Location identification items
····················
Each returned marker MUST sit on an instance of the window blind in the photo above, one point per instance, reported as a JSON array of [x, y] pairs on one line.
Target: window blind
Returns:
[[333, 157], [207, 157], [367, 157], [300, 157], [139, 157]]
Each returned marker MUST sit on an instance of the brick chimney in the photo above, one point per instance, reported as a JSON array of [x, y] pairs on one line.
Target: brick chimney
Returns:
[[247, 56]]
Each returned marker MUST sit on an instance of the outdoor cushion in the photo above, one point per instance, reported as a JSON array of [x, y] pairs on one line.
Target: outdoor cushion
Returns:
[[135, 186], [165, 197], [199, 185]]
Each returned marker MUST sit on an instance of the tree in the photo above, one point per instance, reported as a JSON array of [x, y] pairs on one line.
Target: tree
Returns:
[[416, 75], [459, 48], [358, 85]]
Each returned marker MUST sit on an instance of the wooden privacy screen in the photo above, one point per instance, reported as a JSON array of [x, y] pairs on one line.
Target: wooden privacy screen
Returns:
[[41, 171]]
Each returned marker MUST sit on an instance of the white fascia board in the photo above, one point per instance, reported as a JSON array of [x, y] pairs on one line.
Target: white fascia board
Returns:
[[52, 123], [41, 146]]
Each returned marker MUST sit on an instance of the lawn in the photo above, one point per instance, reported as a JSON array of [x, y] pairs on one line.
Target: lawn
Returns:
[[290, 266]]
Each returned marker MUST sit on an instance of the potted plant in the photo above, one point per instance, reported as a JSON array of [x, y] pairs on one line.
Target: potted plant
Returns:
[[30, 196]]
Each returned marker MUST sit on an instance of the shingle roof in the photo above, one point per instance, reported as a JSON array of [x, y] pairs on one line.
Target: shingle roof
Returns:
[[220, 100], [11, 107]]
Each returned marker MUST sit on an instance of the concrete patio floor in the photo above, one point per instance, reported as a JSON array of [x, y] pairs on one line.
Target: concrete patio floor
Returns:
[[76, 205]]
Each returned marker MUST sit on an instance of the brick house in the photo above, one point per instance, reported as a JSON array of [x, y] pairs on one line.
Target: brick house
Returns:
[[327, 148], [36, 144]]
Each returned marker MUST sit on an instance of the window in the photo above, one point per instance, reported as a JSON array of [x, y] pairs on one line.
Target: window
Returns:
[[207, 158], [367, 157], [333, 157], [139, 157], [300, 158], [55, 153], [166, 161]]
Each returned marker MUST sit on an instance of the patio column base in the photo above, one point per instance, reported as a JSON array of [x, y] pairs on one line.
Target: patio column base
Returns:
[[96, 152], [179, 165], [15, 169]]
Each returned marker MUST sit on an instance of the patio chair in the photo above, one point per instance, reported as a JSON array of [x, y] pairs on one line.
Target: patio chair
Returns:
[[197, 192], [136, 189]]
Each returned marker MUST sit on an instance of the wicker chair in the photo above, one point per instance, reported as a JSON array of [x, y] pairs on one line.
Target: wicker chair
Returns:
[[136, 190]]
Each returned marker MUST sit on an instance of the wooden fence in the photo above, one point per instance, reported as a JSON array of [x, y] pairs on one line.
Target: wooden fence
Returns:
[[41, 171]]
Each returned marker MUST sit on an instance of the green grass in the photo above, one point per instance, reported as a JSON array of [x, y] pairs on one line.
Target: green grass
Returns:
····················
* _What you are asked to do_: Reproduce all of the lines above verbatim.

* _Answer_:
Each returned marker MUST sit on an instance of the window blind in the photo above, one point per instance, reported as a JSON array of [x, y] pairs on one line.
Target: window blind
Returns:
[[333, 157], [207, 157], [367, 157], [300, 157], [139, 157]]
Each returned marker MUST sit on an instance of the brick chimney in the photo above, one point per instance, reported as a JSON array of [x, y] pairs on one line.
Target: brick chimney
Returns:
[[247, 56]]
Each returned marker MUST sit on an instance of the outdoor cushion in the photo above, one point per instance, reported as a JSON array of [x, y] pairs on one line.
Target: outdoor cushion
Returns:
[[135, 186], [165, 197], [199, 185]]
Each returned marker MUST sit on an instance of the tree in the photo above, one point per instance, reported as a JSON array of [x, y] pairs on one line.
Target: tree
Returns:
[[416, 75], [459, 48], [358, 85]]
Each returned marker MUST sit on an instance of the wooden privacy screen in the photo above, one point per instance, reported as a JSON array of [x, y] pairs on one line.
Target: wooden privacy screen
Returns:
[[41, 171]]
Each returned marker MUST sit on an instance of the white fascia board in the photo above, one point per instance, reported as a JSON array of [x, y] pairs on one line.
Target: white fascia board
Returns:
[[52, 123], [41, 146]]
Each returned marker MUST sit on an instance of the lawn in the photo above, one point per instance, reported as a JSON array of [x, y] pairs on one line.
Target: lawn
Returns:
[[290, 266]]
Each returned marker MUST sit on an instance of the potted plant in the photo above, one point per instance, reported as a JSON array of [x, y] pairs on one line.
Target: potted plant
Returns:
[[30, 196]]
Each returned marker MUST sit on an instance of the shingle roof in the photo above, one point per instance, reported as a JSON array of [x, y] pairs on one line.
Target: shingle roof
Returns:
[[220, 100], [11, 107]]
Each returned marker MUST sit on an instance of the concrete patio floor in the photo above, one point per instance, reported as a JSON array of [x, y] pairs on one line.
Target: concrete patio floor
Returns:
[[76, 205]]
Each returned marker MUST sit on an instance of the brick house in the photo above, one point per instance, reported as a JSON array of [x, y] pairs on one line.
Target: brick house
Returns:
[[327, 148], [36, 144]]
Each returned marker MUST sit on an instance of the window in the photo above, one point per instance, reported as a JSON array of [x, y] pairs on one line.
Target: window
Returns:
[[207, 158], [367, 157], [333, 157], [139, 157], [300, 158], [55, 153], [166, 161]]
Each returned marker MUST sit on an instance of the patio column base in the photo above, one point per instance, reported as a JSON array of [x, y] pairs on one line.
Target: patio column base
Returns:
[[96, 152], [179, 165], [15, 169]]
Each returned marker MUST sit on an instance of the patio chair in the photo above, one point per instance, reported as a JSON array of [x, y] pairs on one line.
Target: patio chair
Returns:
[[197, 192], [136, 189]]
Each returned marker MUST sit on an instance of the wicker chair in the photo above, one point per instance, reported as a JSON array of [x, y] pairs on one line.
Target: wicker chair
Returns:
[[136, 190]]
Each returned marker MUST sit on an instance of the wooden fence in the photo above, one point per instance, reported as a JSON array of [x, y] pairs on one line.
Target: wooden fence
Returns:
[[41, 171]]
Each returned marker MUST sit on an instance of the green grass in the photo above, one point per instance, reported as a JSON array of [x, y] pairs on one line.
Target: green grass
Returns:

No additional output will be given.